### [Your objective]
Produce as output only the lines below starting at the line with "Mark one point per instance of the shrub" and continuing through the line with "Mark one point per instance of the light", each one exactly as written.

---*---

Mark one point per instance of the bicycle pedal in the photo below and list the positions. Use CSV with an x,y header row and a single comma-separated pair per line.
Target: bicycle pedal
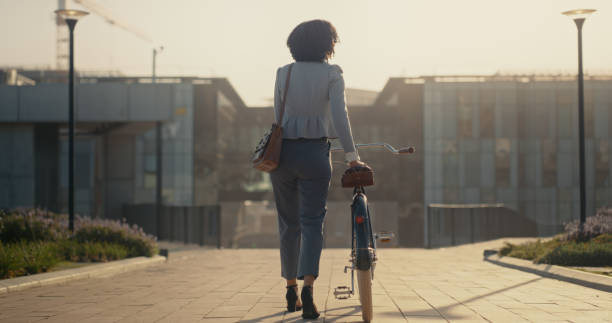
x,y
384,236
342,292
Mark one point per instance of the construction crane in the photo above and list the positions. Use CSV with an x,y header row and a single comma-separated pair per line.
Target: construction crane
x,y
61,59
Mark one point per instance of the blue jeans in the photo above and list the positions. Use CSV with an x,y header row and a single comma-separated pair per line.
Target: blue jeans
x,y
301,183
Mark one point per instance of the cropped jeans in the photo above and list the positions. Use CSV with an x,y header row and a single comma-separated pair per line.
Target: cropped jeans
x,y
301,183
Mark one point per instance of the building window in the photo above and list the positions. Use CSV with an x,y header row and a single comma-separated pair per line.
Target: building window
x,y
502,162
464,113
487,111
602,164
548,154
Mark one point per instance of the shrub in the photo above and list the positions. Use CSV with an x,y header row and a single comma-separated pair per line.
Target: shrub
x,y
594,225
573,253
529,250
33,225
91,251
133,238
595,252
26,257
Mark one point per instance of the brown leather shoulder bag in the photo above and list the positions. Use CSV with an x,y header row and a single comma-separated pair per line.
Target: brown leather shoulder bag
x,y
267,153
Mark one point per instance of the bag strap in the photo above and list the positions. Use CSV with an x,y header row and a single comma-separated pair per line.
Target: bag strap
x,y
280,119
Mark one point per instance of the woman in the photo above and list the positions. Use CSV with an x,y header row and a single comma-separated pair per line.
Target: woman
x,y
315,110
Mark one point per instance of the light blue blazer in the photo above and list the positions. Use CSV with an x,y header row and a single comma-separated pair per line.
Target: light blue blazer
x,y
316,106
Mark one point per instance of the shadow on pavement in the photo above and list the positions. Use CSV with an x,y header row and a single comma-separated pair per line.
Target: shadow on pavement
x,y
445,309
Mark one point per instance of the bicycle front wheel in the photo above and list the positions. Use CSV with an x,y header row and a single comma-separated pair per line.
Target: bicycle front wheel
x,y
364,282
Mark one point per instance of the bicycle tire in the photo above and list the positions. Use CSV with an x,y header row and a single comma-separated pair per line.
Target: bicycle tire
x,y
364,283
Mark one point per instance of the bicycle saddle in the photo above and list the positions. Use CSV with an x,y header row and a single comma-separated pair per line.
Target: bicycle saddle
x,y
358,176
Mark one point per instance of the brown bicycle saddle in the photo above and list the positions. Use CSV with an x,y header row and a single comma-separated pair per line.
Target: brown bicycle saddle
x,y
358,176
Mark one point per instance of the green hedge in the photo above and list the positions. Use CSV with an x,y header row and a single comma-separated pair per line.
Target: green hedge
x,y
592,253
34,240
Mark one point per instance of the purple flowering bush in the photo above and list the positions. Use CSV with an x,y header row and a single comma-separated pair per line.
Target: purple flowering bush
x,y
34,240
591,246
594,226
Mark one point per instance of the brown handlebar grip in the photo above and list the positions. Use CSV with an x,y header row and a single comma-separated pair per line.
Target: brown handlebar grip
x,y
406,150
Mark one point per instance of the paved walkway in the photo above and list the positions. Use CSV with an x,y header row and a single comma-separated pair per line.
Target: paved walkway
x,y
451,284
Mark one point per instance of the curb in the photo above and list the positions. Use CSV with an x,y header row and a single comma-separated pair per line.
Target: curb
x,y
91,271
600,282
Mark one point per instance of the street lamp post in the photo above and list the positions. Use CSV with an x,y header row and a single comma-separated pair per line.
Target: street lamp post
x,y
579,16
71,17
158,152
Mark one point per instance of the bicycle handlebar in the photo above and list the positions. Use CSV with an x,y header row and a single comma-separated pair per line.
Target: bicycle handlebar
x,y
401,151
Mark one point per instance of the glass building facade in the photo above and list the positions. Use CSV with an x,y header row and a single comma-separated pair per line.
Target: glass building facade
x,y
514,140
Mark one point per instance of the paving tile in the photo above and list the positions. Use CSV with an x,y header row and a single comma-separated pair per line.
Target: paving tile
x,y
410,285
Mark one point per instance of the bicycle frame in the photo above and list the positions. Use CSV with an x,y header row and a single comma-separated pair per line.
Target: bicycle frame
x,y
363,240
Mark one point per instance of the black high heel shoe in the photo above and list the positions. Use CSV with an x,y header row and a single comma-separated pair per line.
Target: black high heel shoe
x,y
291,297
310,310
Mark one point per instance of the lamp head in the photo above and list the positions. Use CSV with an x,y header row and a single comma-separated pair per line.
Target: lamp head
x,y
578,13
71,14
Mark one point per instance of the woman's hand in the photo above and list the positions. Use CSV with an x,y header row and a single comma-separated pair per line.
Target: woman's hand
x,y
356,163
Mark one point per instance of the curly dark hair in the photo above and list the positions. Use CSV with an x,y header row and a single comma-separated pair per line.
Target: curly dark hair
x,y
312,41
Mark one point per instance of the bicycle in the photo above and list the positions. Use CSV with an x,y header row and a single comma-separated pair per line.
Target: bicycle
x,y
363,241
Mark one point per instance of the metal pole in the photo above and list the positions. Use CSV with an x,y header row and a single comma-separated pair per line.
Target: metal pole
x,y
71,23
158,159
579,22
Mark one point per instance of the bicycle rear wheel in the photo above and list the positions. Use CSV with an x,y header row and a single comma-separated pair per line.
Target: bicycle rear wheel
x,y
364,282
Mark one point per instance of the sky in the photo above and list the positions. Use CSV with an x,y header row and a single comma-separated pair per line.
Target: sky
x,y
245,40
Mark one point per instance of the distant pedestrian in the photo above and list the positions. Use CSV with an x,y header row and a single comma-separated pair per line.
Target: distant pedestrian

---*---

### [Answer area]
Mark one point per instance of the shrub in the photo above and list the positions. Use CSV with an x,y header row and a single comma-separated pair per line.
Target: shrub
x,y
594,225
573,253
529,250
33,225
91,251
133,238
595,252
26,257
Mark one point per instance of the brown leather shoulder bag in the photo above and list the positions. Use CSV with an x,y header row and a single comma-separated pair per line.
Target: brown leather shoulder bag
x,y
267,153
Mark one point per instance of the bag strap in the photo above and list the positions. Use CSV with an x,y header row and a single comma-separated pair per line.
Target: bag strap
x,y
280,119
Mark one point per instance of the woman in the photo above and list the positions. Use CSV with an x,y header row and a single comma-separated pair per line.
Target: woman
x,y
315,110
Mark one point per instance of the light blue blazer in the photo above and list the positions. Use CSV with an x,y header row and a single comma-separated pair per line.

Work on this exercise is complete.